§ **Exercise description**: Give back every entry precisely as written, without any of the images.

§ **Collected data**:
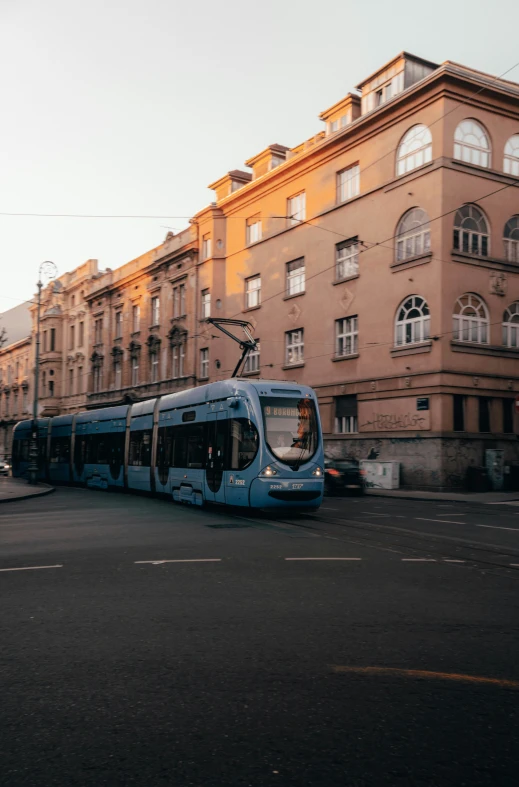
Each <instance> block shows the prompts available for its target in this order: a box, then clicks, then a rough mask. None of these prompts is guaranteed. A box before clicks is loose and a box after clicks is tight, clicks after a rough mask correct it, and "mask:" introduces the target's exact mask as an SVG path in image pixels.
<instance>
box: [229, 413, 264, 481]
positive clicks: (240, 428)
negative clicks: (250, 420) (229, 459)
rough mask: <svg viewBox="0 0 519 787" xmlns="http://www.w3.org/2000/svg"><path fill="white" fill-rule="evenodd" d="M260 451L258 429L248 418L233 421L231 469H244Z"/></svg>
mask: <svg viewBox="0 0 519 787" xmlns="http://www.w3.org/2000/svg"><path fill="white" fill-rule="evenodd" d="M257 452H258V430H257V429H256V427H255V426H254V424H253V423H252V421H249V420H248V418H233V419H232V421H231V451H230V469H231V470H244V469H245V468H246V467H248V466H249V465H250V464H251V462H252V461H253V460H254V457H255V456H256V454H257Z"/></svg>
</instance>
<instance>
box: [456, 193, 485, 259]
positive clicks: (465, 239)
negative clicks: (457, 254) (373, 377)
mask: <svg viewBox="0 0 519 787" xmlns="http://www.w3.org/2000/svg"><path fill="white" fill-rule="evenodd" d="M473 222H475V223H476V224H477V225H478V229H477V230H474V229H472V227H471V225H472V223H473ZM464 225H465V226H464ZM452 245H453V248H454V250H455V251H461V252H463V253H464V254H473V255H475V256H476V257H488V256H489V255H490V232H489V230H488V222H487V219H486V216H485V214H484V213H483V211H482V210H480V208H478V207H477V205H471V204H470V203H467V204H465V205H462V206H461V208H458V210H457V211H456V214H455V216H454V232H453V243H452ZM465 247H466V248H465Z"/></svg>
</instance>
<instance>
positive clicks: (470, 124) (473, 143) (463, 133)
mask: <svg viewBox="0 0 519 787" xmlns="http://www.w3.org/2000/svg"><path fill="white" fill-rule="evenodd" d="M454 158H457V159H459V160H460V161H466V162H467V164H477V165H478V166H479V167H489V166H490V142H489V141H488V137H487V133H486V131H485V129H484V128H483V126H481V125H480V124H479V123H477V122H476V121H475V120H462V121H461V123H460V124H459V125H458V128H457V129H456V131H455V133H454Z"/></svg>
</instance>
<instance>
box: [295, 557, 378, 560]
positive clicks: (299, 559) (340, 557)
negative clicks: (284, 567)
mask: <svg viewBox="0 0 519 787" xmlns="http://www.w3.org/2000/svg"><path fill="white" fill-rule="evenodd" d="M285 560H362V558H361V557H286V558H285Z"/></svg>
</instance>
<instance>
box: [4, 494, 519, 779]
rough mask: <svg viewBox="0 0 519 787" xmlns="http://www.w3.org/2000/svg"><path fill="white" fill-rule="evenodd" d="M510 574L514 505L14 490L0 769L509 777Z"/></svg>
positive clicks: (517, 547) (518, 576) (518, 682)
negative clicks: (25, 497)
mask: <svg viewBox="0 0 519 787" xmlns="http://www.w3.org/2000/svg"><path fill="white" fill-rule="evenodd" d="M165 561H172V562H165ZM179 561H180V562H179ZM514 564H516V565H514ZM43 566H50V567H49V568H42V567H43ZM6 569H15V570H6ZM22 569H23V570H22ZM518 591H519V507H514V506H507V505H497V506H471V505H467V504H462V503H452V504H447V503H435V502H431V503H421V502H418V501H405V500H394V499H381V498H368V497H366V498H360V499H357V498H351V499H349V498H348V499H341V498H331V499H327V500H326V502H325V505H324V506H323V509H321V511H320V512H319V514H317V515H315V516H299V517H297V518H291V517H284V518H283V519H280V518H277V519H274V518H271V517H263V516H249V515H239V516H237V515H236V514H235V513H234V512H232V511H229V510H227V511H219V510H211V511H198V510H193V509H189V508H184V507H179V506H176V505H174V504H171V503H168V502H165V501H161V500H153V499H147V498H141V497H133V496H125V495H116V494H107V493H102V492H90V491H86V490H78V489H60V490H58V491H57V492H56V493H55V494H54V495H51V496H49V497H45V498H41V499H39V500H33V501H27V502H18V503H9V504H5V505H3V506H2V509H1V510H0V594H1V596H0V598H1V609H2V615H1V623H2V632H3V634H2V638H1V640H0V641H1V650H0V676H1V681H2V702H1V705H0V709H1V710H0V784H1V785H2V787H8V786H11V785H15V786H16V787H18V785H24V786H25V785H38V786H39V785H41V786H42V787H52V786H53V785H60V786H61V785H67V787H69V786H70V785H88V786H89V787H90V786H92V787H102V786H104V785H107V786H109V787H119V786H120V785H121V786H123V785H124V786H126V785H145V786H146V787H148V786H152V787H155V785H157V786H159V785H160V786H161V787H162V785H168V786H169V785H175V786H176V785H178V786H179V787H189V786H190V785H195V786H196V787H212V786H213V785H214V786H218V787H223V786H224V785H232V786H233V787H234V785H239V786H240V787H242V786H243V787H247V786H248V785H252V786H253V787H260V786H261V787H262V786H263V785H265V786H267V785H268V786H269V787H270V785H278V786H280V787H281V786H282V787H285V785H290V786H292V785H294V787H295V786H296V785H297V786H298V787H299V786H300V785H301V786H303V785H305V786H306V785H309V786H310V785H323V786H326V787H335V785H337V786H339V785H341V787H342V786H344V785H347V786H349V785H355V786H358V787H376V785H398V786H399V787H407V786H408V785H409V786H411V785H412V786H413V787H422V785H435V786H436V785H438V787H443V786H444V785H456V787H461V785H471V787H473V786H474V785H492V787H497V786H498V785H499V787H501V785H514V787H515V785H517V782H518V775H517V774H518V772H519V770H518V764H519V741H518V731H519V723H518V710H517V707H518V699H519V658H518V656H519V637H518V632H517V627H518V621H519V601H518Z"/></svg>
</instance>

§ **Exercise output**:
Each <instance> block shows the prompts available for its target in this order: a box, then clicks, then a rough mask. None of these prompts is guaranteed. A box before clicks is loose and a box after clicks is tight, clicks after a rough mask correct it, and "mask:" introduces the target's exact mask as an SVG path in image pixels.
<instance>
box: [229, 413, 264, 481]
positive clicks: (240, 428)
negative clicks: (250, 420) (229, 459)
rough mask: <svg viewBox="0 0 519 787" xmlns="http://www.w3.org/2000/svg"><path fill="white" fill-rule="evenodd" d="M260 451L258 429L248 418L233 421L231 469H244Z"/></svg>
mask: <svg viewBox="0 0 519 787" xmlns="http://www.w3.org/2000/svg"><path fill="white" fill-rule="evenodd" d="M257 452H258V430H257V429H256V427H255V426H254V424H253V423H252V421H249V420H248V418H233V419H232V421H231V451H230V469H231V470H244V469H245V468H246V467H248V466H249V465H250V464H251V462H252V461H253V460H254V457H255V456H256V454H257Z"/></svg>
</instance>
<instance>
box: [456, 193, 485, 259]
positive clicks: (465, 239)
negative clicks: (457, 254) (373, 377)
mask: <svg viewBox="0 0 519 787" xmlns="http://www.w3.org/2000/svg"><path fill="white" fill-rule="evenodd" d="M473 222H475V223H476V224H477V225H478V229H477V230H474V229H472V227H471V225H472V223H473ZM464 225H465V226H464ZM452 245H453V248H454V250H455V251H461V252H463V253H464V254H473V255H475V256H476V257H488V256H489V255H490V232H489V230H488V222H487V219H486V216H485V214H484V213H483V211H482V210H480V208H478V207H477V205H471V204H470V203H467V204H465V205H462V206H461V208H458V210H457V211H456V214H455V216H454V232H453V243H452ZM465 247H466V248H465Z"/></svg>
</instance>
<instance>
positive clicks: (470, 124) (473, 143) (463, 133)
mask: <svg viewBox="0 0 519 787" xmlns="http://www.w3.org/2000/svg"><path fill="white" fill-rule="evenodd" d="M454 158H457V159H459V160H460V161H466V162H467V164H477V165H478V166H479V167H489V166H490V142H489V141H488V137H487V133H486V131H485V129H484V128H483V126H481V125H480V124H479V123H477V122H476V121H475V120H462V121H461V123H460V124H459V125H458V128H457V129H456V131H455V133H454Z"/></svg>
</instance>
<instance>
box: [295, 557, 378, 560]
positive clicks: (299, 559) (340, 557)
negative clicks: (284, 567)
mask: <svg viewBox="0 0 519 787" xmlns="http://www.w3.org/2000/svg"><path fill="white" fill-rule="evenodd" d="M285 560H362V558H361V557H286V558H285Z"/></svg>
</instance>
<instance>
box: [4, 494, 519, 779]
rough mask: <svg viewBox="0 0 519 787" xmlns="http://www.w3.org/2000/svg"><path fill="white" fill-rule="evenodd" d="M510 574L514 505L14 490L0 769L509 777Z"/></svg>
positive clicks: (517, 547) (518, 576) (518, 682)
negative clicks: (25, 497)
mask: <svg viewBox="0 0 519 787" xmlns="http://www.w3.org/2000/svg"><path fill="white" fill-rule="evenodd" d="M165 561H172V562H165ZM179 561H180V562H179ZM514 564H516V565H514ZM43 566H50V567H49V568H42V567H43ZM6 569H15V570H6ZM22 569H23V570H22ZM518 591H519V507H514V506H507V505H497V506H471V505H467V504H462V503H452V504H447V503H435V502H431V503H421V502H418V501H405V500H394V499H381V498H368V497H366V498H360V499H357V498H351V499H349V498H348V499H341V498H331V499H327V500H326V502H325V505H324V506H323V509H321V511H320V512H319V514H317V515H315V516H299V517H297V518H291V517H284V518H283V519H280V518H277V519H274V518H271V517H263V516H249V515H239V516H237V515H236V514H235V513H234V512H232V511H229V510H227V511H219V510H211V511H198V510H193V509H189V508H184V507H179V506H176V505H174V504H171V503H168V502H165V501H161V500H153V499H147V498H141V497H133V496H125V495H116V494H107V493H102V492H90V491H86V490H78V489H60V490H58V491H57V492H56V493H55V494H54V495H51V496H49V497H45V498H41V499H39V500H33V501H27V502H18V503H9V504H5V505H3V506H2V509H1V510H0V594H1V596H0V598H1V609H2V615H1V623H2V632H3V634H2V638H1V640H0V641H1V650H0V676H1V681H2V702H1V705H0V709H1V710H0V784H1V785H2V787H8V786H11V785H15V786H16V787H18V785H24V786H25V785H38V786H39V785H41V786H42V787H52V786H53V785H60V786H61V785H67V787H69V786H70V785H88V786H89V787H90V786H92V787H102V786H104V785H107V786H109V787H119V786H120V785H121V786H123V785H124V786H126V785H145V786H146V787H148V786H152V787H155V785H157V786H159V785H160V786H161V787H162V785H168V786H169V785H175V786H176V785H178V786H179V787H189V786H190V785H195V786H196V787H212V786H213V785H214V786H218V787H223V786H224V785H232V786H233V787H234V785H239V786H240V787H242V786H243V787H247V786H248V785H252V786H253V787H260V786H261V787H262V786H263V785H265V786H267V785H268V786H269V787H270V785H278V786H280V787H281V786H282V787H285V785H290V786H292V785H294V787H295V786H296V785H297V786H298V787H299V786H300V785H301V786H303V785H305V786H306V785H309V786H310V785H323V786H326V787H335V785H337V786H339V785H341V787H342V786H344V785H347V786H349V785H355V786H358V787H376V785H398V786H399V787H407V786H408V785H409V786H411V785H412V786H413V787H422V785H435V786H436V785H438V787H443V786H444V785H456V787H461V785H471V787H473V786H474V785H492V787H497V786H498V785H499V787H501V785H514V787H515V785H517V782H518V775H517V774H518V772H519V770H518V764H519V741H518V731H519V723H518V710H517V707H518V699H519V658H518V656H519V637H518V632H517V627H518V621H519V601H518Z"/></svg>
</instance>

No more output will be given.